>> start Records for processing
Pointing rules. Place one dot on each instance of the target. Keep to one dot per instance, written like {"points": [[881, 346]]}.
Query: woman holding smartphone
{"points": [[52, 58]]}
>> end Records for processing
>> start Records for processing
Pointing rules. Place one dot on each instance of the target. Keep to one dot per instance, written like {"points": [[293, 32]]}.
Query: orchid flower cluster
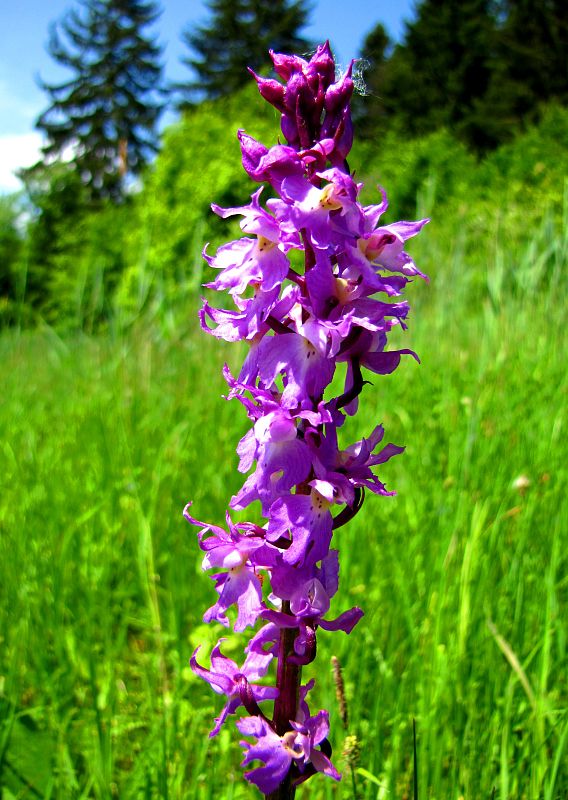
>> end Records for processing
What to work on:
Pull out every line in the listing above that contains the string "points", matching case exactly.

Task output:
Pointing rules. Place one dot on each instance of the target. Keep to one dot per instance, written like {"points": [[881, 346]]}.
{"points": [[52, 58]]}
Pointing rules. Place one dot on each instance of the target. Keep to one dot per instance, written like {"points": [[293, 32]]}.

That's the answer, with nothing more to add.